• WHAT THE TASK ASKS
Exactly as given, output all the records that follow.

--- DATASET RECORDS Enclosed Below ---

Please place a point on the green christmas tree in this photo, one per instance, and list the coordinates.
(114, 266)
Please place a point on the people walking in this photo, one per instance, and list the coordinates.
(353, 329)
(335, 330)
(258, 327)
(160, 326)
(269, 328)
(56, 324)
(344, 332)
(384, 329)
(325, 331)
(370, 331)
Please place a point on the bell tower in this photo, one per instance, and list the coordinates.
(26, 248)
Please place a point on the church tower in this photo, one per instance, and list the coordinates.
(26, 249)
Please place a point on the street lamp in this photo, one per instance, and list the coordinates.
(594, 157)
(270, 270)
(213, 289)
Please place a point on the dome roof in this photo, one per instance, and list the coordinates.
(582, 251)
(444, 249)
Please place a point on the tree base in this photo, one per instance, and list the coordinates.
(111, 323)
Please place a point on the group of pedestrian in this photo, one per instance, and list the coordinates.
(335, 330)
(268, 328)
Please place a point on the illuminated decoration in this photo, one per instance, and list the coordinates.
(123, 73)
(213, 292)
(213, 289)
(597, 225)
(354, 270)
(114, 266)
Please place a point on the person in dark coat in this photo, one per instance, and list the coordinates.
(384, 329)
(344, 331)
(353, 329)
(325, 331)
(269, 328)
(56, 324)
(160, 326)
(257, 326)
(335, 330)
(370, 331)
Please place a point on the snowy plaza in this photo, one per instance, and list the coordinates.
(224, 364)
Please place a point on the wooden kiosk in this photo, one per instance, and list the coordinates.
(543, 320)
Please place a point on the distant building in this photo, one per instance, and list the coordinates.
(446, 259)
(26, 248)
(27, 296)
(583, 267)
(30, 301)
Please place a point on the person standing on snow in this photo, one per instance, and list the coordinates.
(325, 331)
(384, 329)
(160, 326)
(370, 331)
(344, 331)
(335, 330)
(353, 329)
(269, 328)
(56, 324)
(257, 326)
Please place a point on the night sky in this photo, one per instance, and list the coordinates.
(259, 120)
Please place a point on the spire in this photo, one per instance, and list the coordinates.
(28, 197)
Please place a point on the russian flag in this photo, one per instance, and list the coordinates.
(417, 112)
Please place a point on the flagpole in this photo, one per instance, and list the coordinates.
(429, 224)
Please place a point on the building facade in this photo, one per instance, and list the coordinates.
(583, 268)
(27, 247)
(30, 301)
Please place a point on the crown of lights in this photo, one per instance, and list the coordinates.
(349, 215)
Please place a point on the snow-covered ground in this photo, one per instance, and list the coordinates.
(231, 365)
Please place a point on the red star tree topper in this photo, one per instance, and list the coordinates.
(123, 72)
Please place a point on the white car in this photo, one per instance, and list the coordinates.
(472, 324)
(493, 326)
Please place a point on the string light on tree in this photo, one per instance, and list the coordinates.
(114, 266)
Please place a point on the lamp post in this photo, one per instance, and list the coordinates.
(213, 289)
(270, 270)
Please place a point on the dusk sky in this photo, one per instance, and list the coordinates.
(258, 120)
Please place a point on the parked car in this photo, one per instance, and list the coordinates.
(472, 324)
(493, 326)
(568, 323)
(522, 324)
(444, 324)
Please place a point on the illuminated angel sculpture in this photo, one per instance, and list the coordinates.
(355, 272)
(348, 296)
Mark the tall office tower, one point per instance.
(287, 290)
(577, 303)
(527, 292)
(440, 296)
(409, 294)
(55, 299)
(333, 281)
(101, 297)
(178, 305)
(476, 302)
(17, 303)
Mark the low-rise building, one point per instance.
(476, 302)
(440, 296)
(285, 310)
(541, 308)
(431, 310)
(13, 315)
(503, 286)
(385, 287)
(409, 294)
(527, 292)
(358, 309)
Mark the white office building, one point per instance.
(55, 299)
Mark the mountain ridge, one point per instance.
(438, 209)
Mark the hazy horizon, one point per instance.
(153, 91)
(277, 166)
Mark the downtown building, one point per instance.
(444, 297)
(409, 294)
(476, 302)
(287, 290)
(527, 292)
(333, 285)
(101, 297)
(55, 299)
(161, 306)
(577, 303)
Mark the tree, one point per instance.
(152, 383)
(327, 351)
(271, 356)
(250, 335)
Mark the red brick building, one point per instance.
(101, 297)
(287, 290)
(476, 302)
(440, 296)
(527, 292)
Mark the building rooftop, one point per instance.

--- End of Enclosed DATASET RECORDS ---

• EXPECTED OUTPUT
Please place a point on the green christmas tree in this photo, one per instance, and list the coordinates.
(114, 266)
Please place a point on the people walking in this photo, one per instance, and list the coordinates.
(353, 329)
(335, 330)
(258, 327)
(160, 326)
(269, 328)
(56, 324)
(344, 332)
(384, 329)
(325, 331)
(370, 331)
Please place a point on the bell tower in this photo, one per instance, and list the coordinates.
(26, 248)
Please place a point on the church tower in this photo, one per instance, and list the coordinates.
(26, 249)
Please place a point on the street lamp in this photo, one per instance, and list the coordinates.
(594, 157)
(270, 270)
(213, 289)
Please place a point on the dome roof in this photo, one per instance, and list the coordinates.
(582, 251)
(444, 249)
Please place a point on the tree base in this photo, one per instance, and list the coordinates.
(111, 323)
Please place a point on the group of pedestrian in this photo, one per instance, and list the coordinates.
(335, 330)
(268, 328)
Please place a point on the illuminated decoration in this photo, one per instance, and list the coordinates.
(123, 73)
(213, 292)
(213, 289)
(597, 225)
(354, 270)
(114, 266)
Please place a point on the person in dark coat in this photo, one per instance, and list the coordinates.
(384, 329)
(344, 331)
(353, 329)
(325, 331)
(269, 328)
(56, 324)
(160, 326)
(257, 326)
(335, 330)
(370, 331)
Please place a point on the snowy plaza in this photo, one per instance, and list the coordinates.
(224, 364)
Please place a point on the wooden kiosk in this photo, one per instance, and list the coordinates.
(543, 320)
Please place a point on the distant building in this photo, one per instance, and list the coordinates.
(446, 259)
(26, 248)
(27, 296)
(583, 267)
(30, 301)
Please place a point on the person standing on snow in this photo, one per instance, and list the coordinates.
(325, 331)
(384, 329)
(160, 326)
(370, 331)
(344, 331)
(335, 330)
(353, 329)
(269, 328)
(56, 324)
(257, 326)
Please place a point on the night sky in this photo, one per instance, and list the coordinates.
(259, 120)
Please place a point on the spire in this photo, one per instance, and list the coordinates.
(28, 197)
Please place a point on the russian flag in this photo, one per instance, and list the coordinates.
(417, 112)
Please place a point on the flagpole in this photo, one per instance, and list the coordinates.
(429, 224)
Please place a point on the building facade in this photo, one per instance, and list the coordinates.
(583, 268)
(27, 247)
(30, 301)
Please place a point on the crown of lights in this photo, one per instance, and list the coordinates.
(349, 215)
Please place a point on the snow-covered ground in this photo, one per instance, and list the coordinates.
(231, 365)
Please place a point on the red star tree topper in this photo, one per instance, and list the coordinates.
(123, 72)
Please place a point on the white car in this photo, one per instance, and list the coordinates.
(472, 324)
(493, 326)
Please place a point on the string light on tree in this photo, one per instance, and list the coordinates.
(114, 266)
Please place a point on the lamp post in this photo, one per instance, and list the coordinates.
(213, 289)
(270, 270)
Please place a point on the dusk sky in this photo, one per instance, and list the coordinates.
(258, 120)
Please place a point on the parked car in this photo, one per instance, and list the coordinates.
(472, 324)
(493, 326)
(568, 323)
(522, 324)
(444, 324)
Please place a point on the illuminated angel sculpture in this photo, one per instance, and list the coordinates.
(355, 272)
(348, 296)
Mark the tall office tower, one point per instance.
(287, 290)
(577, 303)
(527, 292)
(440, 296)
(409, 294)
(55, 299)
(333, 281)
(101, 297)
(178, 305)
(476, 302)
(17, 303)
Mark the low-rise building, one point per instance.
(476, 302)
(440, 296)
(285, 310)
(541, 308)
(431, 310)
(13, 315)
(503, 286)
(385, 287)
(409, 294)
(527, 292)
(358, 309)
Mark the white office building, one point per instance.
(55, 299)
Mark the mountain ridge, one point per instance.
(438, 209)
Mark the hazy horizon, one point per instance.
(153, 91)
(277, 166)
Mark the downtown building, one point per instance.
(444, 297)
(409, 294)
(476, 302)
(287, 290)
(527, 292)
(333, 285)
(101, 297)
(55, 299)
(161, 306)
(577, 303)
Mark the tree, one point per instance.
(152, 383)
(327, 351)
(271, 356)
(250, 335)
Mark the red brick building, one point per instance.
(101, 297)
(287, 290)
(476, 302)
(440, 296)
(527, 292)
Mark the building rooftop, one point per instance.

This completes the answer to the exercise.